• _Apply what you read_:
**a)** Reproduce the part of the breastfeeding study abstract starting at "Method: A quasi-randomized" and ending at "multivariate liner regression.".
**b)** In the breastfeeding study abstract, how many expectant mothers were recruited in total?

Oral Presentation Australian & New Zealand Obesity Society 2014 Annual Scientific Meeting

Text message to promote breastfeeding and obesity-protective eating behaviours  in young children:  12 and 24 months BMI results (#36)

Mu Li 1 , Hong Jiang 2 , Qiao Zhen Hu 2 , Geng Sheng He 2 , Li Ming Wen 1 , Michael J Dibley 1 , Louise Baur 1 , Xu Qian 2
  1. The University of Sydney, Sydney, NSW, Australia
  2. School of Public Health, Fudan University, Shanghai, China

Background & Aim: Short message services (SMS) via mobile phone is the most widely adopted and inexpensive way for modern communication. It has being used in health promotion and disease prevention. Appropriate infant feeding practices have long-term health effects, including obesity prevention. However, published findings on improving early infant feeding to prevent childhood obesity are limited. The aim of this study was to assess the effect of an SMS intervention on child BMI at 12 and 24 months.

Method: A quasi-randomized experimental design was used. 582 expectant mothers (281 intervention; 301 control) were recruited in the 1st trimester in four Community Health Centers (CHCs), in Shanghai, China. Mothers in intervention group received SMS messages from the 3rd trimester to 12 months postpartum. Offspring length and weight at 12 and 24 months were drawn from CHC health records. The association between the SMS intervention and BMI at 12 and 24 months was assessed by multivariate liner regression.

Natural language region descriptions
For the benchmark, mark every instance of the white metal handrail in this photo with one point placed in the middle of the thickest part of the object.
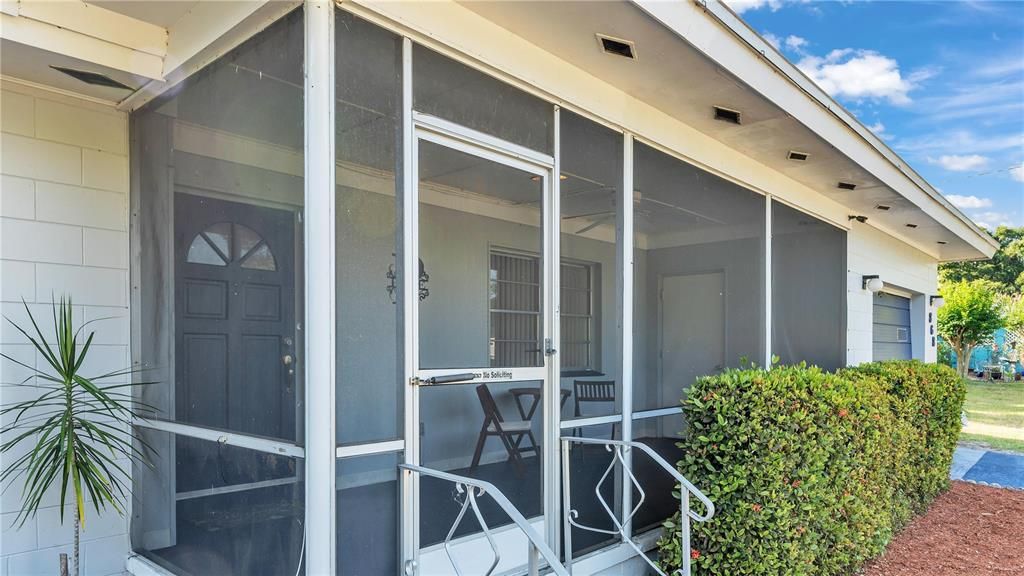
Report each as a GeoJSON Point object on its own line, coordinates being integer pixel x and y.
{"type": "Point", "coordinates": [620, 448]}
{"type": "Point", "coordinates": [473, 489]}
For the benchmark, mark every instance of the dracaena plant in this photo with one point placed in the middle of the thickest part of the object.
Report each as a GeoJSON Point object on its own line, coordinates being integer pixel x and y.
{"type": "Point", "coordinates": [77, 432]}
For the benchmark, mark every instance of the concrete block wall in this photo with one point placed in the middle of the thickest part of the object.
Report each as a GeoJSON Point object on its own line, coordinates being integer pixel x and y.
{"type": "Point", "coordinates": [64, 230]}
{"type": "Point", "coordinates": [870, 251]}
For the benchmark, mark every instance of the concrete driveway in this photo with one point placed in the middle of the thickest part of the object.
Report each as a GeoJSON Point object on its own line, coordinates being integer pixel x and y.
{"type": "Point", "coordinates": [1003, 469]}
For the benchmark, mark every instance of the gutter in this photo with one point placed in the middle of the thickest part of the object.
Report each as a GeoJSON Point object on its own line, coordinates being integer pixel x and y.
{"type": "Point", "coordinates": [728, 19]}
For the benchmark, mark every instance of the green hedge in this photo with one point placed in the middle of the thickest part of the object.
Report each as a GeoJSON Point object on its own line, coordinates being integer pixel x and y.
{"type": "Point", "coordinates": [812, 472]}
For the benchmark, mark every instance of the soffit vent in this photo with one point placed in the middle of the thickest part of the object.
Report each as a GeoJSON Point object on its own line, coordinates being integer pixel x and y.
{"type": "Point", "coordinates": [726, 115]}
{"type": "Point", "coordinates": [93, 78]}
{"type": "Point", "coordinates": [617, 46]}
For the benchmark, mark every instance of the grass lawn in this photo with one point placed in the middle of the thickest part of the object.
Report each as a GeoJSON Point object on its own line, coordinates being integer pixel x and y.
{"type": "Point", "coordinates": [995, 414]}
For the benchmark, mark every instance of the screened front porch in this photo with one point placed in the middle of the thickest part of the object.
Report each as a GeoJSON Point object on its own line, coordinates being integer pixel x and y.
{"type": "Point", "coordinates": [298, 288]}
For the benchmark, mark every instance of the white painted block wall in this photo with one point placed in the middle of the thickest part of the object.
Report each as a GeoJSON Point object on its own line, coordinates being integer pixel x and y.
{"type": "Point", "coordinates": [64, 230]}
{"type": "Point", "coordinates": [870, 251]}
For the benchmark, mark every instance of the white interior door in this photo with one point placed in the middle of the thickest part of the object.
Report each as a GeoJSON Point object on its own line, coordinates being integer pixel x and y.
{"type": "Point", "coordinates": [692, 331]}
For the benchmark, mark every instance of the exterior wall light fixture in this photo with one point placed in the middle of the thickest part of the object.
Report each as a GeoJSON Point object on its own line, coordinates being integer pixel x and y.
{"type": "Point", "coordinates": [872, 283]}
{"type": "Point", "coordinates": [392, 290]}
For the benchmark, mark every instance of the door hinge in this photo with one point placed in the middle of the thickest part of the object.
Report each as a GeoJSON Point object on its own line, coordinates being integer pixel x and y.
{"type": "Point", "coordinates": [548, 350]}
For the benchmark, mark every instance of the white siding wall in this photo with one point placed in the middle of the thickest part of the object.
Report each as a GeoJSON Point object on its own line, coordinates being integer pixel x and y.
{"type": "Point", "coordinates": [64, 230]}
{"type": "Point", "coordinates": [870, 251]}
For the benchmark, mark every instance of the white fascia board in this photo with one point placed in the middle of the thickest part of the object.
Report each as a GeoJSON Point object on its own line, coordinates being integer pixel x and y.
{"type": "Point", "coordinates": [78, 45]}
{"type": "Point", "coordinates": [466, 36]}
{"type": "Point", "coordinates": [99, 24]}
{"type": "Point", "coordinates": [202, 25]}
{"type": "Point", "coordinates": [737, 48]}
{"type": "Point", "coordinates": [204, 34]}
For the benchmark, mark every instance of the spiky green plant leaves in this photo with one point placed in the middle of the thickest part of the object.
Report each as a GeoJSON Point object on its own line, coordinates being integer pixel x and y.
{"type": "Point", "coordinates": [78, 428]}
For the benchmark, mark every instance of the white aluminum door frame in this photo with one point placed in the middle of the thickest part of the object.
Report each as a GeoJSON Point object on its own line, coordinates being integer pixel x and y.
{"type": "Point", "coordinates": [418, 127]}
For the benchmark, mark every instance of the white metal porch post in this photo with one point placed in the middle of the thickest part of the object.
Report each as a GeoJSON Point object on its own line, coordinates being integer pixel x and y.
{"type": "Point", "coordinates": [626, 304]}
{"type": "Point", "coordinates": [767, 280]}
{"type": "Point", "coordinates": [320, 321]}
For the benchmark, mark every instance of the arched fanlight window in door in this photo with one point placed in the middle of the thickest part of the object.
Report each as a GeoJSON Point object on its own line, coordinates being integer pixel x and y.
{"type": "Point", "coordinates": [224, 243]}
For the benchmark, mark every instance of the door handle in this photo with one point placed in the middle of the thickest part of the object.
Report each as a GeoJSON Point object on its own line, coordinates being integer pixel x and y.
{"type": "Point", "coordinates": [444, 379]}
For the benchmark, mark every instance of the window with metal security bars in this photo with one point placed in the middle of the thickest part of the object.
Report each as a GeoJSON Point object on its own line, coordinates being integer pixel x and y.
{"type": "Point", "coordinates": [515, 312]}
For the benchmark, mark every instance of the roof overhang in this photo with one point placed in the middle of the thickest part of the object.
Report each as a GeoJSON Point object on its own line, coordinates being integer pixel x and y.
{"type": "Point", "coordinates": [763, 68]}
{"type": "Point", "coordinates": [549, 49]}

• _Response list_:
**a)**
Method: A quasi-randomized experimental design was used. 582 expectant mothers (281 intervention; 301 control) were recruited in the 1st trimester in four Community Health Centers (CHCs), in Shanghai, China. Mothers in intervention group received SMS messages from the 3rd trimester to 12 months postpartum. Offspring length and weight at 12 and 24 months were drawn from CHC health records. The association between the SMS intervention and BMI at 12 and 24 months was assessed by multivariate liner regression.

**b)** 582 expectant mothers were recruited.